— Begin THE INPUT —
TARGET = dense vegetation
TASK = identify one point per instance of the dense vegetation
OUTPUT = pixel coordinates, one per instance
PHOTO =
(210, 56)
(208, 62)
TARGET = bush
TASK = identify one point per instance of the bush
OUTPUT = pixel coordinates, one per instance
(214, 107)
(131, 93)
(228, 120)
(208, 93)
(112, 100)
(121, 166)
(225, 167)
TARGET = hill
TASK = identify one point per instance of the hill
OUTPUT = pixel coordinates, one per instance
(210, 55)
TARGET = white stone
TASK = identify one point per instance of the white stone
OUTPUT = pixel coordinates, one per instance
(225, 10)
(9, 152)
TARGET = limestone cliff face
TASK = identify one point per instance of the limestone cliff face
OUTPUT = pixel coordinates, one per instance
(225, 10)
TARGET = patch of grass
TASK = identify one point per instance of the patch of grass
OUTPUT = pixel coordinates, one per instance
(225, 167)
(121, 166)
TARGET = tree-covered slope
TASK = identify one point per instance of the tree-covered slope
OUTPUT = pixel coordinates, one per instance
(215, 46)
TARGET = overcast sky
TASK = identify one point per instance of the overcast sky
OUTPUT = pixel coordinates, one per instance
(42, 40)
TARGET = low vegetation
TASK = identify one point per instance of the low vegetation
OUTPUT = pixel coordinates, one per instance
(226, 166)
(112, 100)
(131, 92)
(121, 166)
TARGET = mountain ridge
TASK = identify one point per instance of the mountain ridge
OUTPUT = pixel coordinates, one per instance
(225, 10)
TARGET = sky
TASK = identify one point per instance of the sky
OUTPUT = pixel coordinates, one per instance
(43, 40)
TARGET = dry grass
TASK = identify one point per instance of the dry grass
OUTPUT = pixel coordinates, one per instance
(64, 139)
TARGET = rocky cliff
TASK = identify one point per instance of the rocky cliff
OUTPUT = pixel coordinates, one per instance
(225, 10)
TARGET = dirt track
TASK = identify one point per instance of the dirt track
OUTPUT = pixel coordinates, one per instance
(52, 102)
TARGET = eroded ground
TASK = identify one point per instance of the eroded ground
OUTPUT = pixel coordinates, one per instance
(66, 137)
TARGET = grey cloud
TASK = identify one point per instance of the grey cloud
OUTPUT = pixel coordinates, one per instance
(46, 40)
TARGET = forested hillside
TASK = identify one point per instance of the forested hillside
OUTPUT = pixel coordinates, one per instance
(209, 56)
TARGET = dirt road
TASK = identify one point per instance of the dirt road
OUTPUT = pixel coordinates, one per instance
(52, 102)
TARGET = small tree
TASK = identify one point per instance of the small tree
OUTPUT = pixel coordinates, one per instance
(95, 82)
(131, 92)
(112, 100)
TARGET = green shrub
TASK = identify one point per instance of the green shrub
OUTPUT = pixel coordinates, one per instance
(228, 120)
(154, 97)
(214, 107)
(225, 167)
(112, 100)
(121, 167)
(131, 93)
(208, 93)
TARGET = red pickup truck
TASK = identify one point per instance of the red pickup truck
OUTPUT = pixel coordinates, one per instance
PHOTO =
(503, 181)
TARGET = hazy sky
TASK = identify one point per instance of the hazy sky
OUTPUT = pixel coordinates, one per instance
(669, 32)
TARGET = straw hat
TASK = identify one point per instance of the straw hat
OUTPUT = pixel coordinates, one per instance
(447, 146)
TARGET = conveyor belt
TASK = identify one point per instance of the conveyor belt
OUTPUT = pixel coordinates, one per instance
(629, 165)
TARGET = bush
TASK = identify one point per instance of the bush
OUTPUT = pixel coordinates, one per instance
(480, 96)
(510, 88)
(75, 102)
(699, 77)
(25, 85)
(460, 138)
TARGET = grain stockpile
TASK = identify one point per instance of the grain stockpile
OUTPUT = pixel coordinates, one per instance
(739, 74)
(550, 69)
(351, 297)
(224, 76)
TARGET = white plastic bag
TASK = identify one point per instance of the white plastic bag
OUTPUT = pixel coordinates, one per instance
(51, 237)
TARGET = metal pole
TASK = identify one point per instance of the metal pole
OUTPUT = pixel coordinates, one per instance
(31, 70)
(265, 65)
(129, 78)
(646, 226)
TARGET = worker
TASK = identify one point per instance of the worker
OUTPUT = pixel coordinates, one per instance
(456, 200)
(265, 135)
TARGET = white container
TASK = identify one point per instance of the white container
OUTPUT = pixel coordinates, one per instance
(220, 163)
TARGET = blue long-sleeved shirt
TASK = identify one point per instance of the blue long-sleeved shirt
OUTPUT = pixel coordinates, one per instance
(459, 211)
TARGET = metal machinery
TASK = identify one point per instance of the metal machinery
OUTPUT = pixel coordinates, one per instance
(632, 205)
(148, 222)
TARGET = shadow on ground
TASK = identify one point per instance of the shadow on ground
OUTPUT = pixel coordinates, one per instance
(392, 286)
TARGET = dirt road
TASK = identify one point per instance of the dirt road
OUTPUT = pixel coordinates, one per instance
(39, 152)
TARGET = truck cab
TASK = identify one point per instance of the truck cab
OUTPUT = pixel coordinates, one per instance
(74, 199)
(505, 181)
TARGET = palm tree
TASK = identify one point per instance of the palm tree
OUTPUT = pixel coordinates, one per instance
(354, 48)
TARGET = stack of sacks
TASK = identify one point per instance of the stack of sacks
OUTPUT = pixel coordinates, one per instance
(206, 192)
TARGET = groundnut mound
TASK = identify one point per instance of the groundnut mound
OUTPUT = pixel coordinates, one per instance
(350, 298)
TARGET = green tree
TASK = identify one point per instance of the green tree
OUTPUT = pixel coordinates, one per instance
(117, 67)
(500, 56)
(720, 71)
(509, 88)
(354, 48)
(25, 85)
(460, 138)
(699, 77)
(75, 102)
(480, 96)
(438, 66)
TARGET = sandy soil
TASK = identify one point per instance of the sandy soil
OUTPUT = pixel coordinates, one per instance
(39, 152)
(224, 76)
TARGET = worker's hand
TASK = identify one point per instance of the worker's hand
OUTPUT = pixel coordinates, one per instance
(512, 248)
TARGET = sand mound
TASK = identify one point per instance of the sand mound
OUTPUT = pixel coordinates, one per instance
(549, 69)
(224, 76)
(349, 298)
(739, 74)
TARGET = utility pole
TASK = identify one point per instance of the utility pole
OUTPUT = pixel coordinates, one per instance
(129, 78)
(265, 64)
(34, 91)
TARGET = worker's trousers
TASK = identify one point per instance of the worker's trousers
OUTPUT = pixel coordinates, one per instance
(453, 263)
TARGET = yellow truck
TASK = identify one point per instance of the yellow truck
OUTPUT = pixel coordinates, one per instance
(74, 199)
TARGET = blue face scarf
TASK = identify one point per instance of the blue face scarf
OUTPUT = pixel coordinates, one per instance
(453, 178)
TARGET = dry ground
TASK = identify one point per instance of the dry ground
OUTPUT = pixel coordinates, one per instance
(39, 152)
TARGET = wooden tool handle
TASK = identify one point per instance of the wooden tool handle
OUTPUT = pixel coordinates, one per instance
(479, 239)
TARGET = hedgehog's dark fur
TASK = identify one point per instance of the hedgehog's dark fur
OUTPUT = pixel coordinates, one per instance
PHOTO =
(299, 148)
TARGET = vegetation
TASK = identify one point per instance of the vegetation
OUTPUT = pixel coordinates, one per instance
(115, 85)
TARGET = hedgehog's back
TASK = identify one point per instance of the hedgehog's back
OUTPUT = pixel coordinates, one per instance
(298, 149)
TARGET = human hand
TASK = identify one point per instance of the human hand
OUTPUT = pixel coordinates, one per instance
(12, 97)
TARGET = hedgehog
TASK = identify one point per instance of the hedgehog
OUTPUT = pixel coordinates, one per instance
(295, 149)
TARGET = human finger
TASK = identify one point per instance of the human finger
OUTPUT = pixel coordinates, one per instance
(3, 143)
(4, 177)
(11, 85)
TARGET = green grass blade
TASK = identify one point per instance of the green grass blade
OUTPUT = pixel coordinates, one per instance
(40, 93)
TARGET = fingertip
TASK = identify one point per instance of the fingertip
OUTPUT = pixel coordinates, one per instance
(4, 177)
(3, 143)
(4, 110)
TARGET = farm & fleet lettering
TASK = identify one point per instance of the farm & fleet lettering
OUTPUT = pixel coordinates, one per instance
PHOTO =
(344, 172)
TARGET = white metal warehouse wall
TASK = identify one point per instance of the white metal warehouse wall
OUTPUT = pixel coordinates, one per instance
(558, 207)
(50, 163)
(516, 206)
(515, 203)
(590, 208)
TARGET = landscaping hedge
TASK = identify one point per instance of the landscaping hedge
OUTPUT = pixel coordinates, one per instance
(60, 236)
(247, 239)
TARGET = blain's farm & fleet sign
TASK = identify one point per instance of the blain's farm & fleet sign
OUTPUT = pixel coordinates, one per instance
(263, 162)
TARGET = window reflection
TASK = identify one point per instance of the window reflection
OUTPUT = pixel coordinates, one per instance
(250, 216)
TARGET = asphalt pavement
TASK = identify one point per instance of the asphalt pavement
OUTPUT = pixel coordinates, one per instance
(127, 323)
— End THE INPUT —
● PROBLEM TO WORK ON
Convert the lines from the one containing "TARGET = landscaping hedge" through the last line of the items into a JSON list of strings, one string per line, leaving out blank lines.

● REPLY TO THE TASK
[
  "TARGET = landscaping hedge",
  "TASK = identify one point per instance of the landscaping hedge",
  "OUTPUT = pixel coordinates, one per instance",
  "(60, 236)",
  "(247, 239)",
  "TARGET = blain's farm & fleet sign",
  "TASK = identify one point per instance of the blain's farm & fleet sign",
  "OUTPUT = pixel coordinates, one per instance",
  "(263, 162)",
  "TARGET = window reflection",
  "TASK = identify one point per instance of the window reflection",
  "OUTPUT = pixel coordinates, one per instance",
  "(250, 216)",
  "TARGET = asphalt pavement",
  "TASK = identify one point per instance of the asphalt pavement",
  "OUTPUT = pixel coordinates, one per instance",
  "(127, 323)"
]